SPLEEN AT RISK: Her primary surgeon, Dr. Rusty Jennings comes out with a brief update. (He’s “surgeon of the week” which means he’s handling emergency cases and supporting staff with sudden problems such as this one.) The cause of bleeding is definitely the spleen, and they are trying to save the spleen. Both Sid Rao and Craig Lillehei feel strongly that it should be saved if possible.


Finally, Dr. Lillehei comes out to talk to us. By now it’s later in the afternoon. Jessie is stable enough to be transported to ICU, while Dr. Lillehei is speaking with us. He has repaired a laceration in the spleen (where lesions from candida were already present on the damaged spleen, making it exceptionally vulnerable). He has resolved the bleeding, and the anesthesiologists have stabilized Jessie. 


Jessie is at high risk for further bleeding into her belly. If this happens, they will have to perform a second surgery, and probably remove the spleen. If this situation occurs, it will do so in the first 1-2 days. So for now they’ll keep her in ICU under close monitoring and management, and hope that she remains stabilized. 


We work through shift changes and different rounds of doctors and nurses, expediting communication between the handoff from surgeons and anesthesia to the intensivists, with input from the transplant team. She has lots of visitors from 6West and the surgical unit, checking on her well being. The refrain? Wow, she looks GOOD! Apparently we all have a very odd sense of what looks good these days, because we agree.

PROVIDED RECORDS:
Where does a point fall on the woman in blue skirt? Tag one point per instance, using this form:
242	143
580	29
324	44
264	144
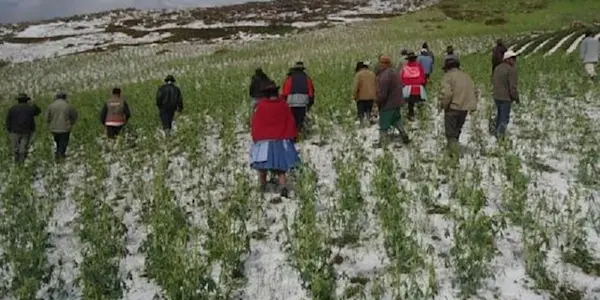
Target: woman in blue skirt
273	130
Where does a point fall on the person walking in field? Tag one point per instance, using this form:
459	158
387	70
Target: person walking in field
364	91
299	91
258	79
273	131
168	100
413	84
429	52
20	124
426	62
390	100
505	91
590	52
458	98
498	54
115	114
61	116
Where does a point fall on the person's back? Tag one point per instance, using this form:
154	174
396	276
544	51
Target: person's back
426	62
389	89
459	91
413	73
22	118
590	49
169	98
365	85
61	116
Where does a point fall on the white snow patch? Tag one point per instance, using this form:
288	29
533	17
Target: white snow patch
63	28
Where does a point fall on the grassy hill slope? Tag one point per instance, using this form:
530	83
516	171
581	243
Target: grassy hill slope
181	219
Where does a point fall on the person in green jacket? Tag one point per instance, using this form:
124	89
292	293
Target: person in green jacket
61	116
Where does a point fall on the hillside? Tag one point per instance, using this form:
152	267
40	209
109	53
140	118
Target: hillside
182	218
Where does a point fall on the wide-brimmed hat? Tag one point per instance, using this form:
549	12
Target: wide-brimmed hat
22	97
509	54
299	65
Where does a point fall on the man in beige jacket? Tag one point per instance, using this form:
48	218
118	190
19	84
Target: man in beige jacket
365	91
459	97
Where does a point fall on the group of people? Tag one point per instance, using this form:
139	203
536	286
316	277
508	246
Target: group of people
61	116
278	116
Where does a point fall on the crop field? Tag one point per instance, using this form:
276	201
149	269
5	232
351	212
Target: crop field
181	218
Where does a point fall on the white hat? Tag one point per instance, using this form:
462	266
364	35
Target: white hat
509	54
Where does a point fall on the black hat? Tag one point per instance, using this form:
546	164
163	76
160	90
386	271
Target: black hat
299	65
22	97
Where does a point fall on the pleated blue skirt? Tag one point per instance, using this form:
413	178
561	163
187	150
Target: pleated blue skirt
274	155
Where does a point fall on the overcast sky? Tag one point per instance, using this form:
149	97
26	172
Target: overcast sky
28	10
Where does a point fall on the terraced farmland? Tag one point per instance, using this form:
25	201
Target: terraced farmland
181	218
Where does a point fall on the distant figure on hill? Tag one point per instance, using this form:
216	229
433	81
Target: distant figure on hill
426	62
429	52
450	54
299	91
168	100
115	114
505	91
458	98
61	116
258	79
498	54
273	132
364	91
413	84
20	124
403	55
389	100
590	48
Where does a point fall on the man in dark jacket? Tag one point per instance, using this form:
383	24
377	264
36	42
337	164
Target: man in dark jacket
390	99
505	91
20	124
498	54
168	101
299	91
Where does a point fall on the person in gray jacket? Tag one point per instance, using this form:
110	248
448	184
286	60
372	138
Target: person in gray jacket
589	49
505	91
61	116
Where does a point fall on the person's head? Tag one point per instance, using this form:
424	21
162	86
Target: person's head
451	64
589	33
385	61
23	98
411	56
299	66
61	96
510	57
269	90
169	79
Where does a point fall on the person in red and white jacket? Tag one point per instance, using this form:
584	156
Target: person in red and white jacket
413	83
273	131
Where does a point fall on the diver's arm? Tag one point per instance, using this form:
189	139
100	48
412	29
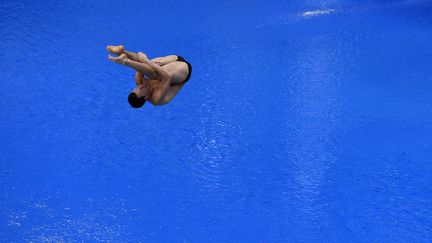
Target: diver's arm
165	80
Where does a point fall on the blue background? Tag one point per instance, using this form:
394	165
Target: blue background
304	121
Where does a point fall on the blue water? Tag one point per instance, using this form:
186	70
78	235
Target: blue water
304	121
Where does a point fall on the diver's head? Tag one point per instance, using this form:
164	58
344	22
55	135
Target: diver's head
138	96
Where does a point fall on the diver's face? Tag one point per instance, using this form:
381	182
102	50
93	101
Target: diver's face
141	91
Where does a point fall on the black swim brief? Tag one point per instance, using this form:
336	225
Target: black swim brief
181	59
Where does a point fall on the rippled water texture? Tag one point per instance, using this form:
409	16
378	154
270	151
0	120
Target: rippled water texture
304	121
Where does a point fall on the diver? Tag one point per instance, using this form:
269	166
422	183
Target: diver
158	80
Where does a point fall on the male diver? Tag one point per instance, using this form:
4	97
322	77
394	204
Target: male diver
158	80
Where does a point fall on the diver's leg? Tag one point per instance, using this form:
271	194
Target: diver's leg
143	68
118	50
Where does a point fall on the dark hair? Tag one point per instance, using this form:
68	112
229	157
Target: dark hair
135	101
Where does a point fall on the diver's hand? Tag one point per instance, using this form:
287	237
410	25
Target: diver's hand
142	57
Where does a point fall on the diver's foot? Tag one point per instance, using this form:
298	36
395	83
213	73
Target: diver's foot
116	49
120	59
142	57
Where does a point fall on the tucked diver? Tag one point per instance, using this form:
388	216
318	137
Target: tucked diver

APPLY WHAT YOU READ:
1. Decide whether each of these statements agrees with the spleen update above, and answer yes or no for each, quoting the words of the update that decide it. (a) Dr. Lillehei removed Jessie's spleen. (b) Any further bleeding is expected to happen within the first 1-2 days. (c) Dr. Rusty Jennings is called "surgeon of the week."
2. Return the passage of the spleen update starting at "Jessie is at" and ending at "because we agree.", copied word for word.

EXERCISE RESULTS:
1.
(a) No: "He has repaired a laceration in the spleen"
(b) Yes: "If this situation occurs, it will do so in the first 1-2 days."
(c) Yes: "He’s “surgeon of the week”"

2.
Jessie is at high risk for further bleeding into her belly. If this happens, they will have to perform a second surgery, and probably remove the spleen. If this situation occurs, it will do so in the first 1-2 days. So for now they’ll keep her in ICU under close monitoring and management, and hope that she remains stabilized. 


We work through shift changes and different rounds of doctors and nurses, expediting communication between the handoff from surgeons and anesthesia to the intensivists, with input from the transplant team. She has lots of visitors from 6West and the surgical unit, checking on her well being. The refrain? Wow, she looks GOOD! Apparently we all have a very odd sense of what looks good these days, because we agree.